Mike,

Just some clarification. When a mention "mentalism" i refer to the
performing arts, not the brach of psychologic studies.

The known facts I mentioned are found in the mentalist literature and
confirmed only by the experience of the mentalists and magicians of
that community. Often they claim to base their acts on scientific
studies but fail to present any bibliografical reference. As I've
never been able to track down a single controlled study to confirm
these claims, I deem any number (usually very high) they give to be
bogus ;) Also those tricks usually are not presented in the crude form
as on the video. A good performer usually have a fallback plan for
when the averaging fails.

My reply just a attempt to alert you that most of those tricks are
based on chance and that I think it isn't a good idea to base
discussions on properties of mind on them. Of course, it could inspire
some controlled experimentation on association.

-- 
[]´s
Acilio.

On Sat, Nov 22, 2008 at 4:30 PM, Mike Tintner <[EMAIL PROTECTED]> wrote:
> Acilio,
>
> Many thanks for a v. informative reply. But as you indicate it's why people
> have these associations that is the most interesting part. (Do you BTW have
> or know of any percentages attached to these strongest associations?)
>
> All of this is interesting because it begs fundamental questions about how
> memory/information is organized in the brain, and recalled. These common
> associations seem to me to present tantalising clues.
>
> With "animal...in jungle"  - "lion" seems to me likely to come up because
> probably the most *frequently* associated animal.
>
> But I'm not sure whether that applies to the rest. I wouldn't imagine
> "carrot" to be the most commonly mentioned vegetable.
>
> One possibility that occurs is that carrot and celery may be the simplest
> *shaped* veg.
>
> Perhaps "7" is the most common single digit, because it's the emotionally
> *favourite* number.
>
> But I wouldn't imagine again that "37" fits any of the above criteria.
>
> Are there any speculations or theories about this, and does anyone have
> alternative ideas here?

[Saved data entries]
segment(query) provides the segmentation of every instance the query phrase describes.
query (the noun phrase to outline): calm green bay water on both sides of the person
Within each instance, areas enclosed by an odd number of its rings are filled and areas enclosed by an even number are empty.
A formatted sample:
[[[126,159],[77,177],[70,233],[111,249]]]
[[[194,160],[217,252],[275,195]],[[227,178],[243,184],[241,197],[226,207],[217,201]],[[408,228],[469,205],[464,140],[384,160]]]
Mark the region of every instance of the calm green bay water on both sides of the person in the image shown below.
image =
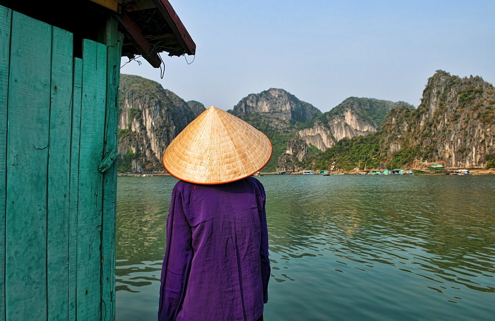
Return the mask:
[[[265,320],[495,320],[495,176],[258,179]],[[117,320],[156,320],[176,182],[118,178]]]

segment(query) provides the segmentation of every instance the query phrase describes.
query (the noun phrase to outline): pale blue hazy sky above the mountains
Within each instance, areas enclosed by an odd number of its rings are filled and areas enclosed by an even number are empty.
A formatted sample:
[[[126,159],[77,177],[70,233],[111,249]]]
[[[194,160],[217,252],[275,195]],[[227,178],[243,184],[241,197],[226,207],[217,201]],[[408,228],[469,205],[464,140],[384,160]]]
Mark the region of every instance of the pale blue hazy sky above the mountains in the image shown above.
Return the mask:
[[[495,0],[169,0],[196,56],[122,73],[230,109],[282,88],[325,112],[348,97],[418,106],[437,69],[495,82]],[[128,61],[122,59],[122,64]]]

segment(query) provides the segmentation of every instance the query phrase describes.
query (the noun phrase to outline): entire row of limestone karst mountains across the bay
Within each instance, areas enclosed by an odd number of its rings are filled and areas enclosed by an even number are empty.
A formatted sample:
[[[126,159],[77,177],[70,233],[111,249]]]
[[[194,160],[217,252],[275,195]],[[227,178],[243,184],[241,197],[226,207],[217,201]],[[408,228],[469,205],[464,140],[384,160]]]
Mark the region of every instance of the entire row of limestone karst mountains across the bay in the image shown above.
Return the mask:
[[[119,170],[163,171],[161,154],[204,106],[158,83],[121,75]],[[481,77],[438,70],[418,108],[350,97],[322,113],[283,89],[249,94],[232,110],[264,132],[273,156],[263,171],[348,169],[445,160],[448,167],[495,167],[495,91]]]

[TASK DIRECTIONS]
Transcribe the passage of the email on mentalism between "The known facts" and "the averaging fails.", inclusive.

[TASK RESULT]
The known facts I mentioned are found in the mentalist literature and
confirmed only by the experience of the mentalists and magicians of
that community. Often they claim to base their acts on scientific
studies but fail to present any bibliografical reference. As I've
never been able to track down a single controlled study to confirm
these claims, I deem any number (usually very high) they give to be
bogus ;) Also those tricks usually are not presented in the crude form
as on the video. A good performer usually have a fallback plan for
when the averaging fails.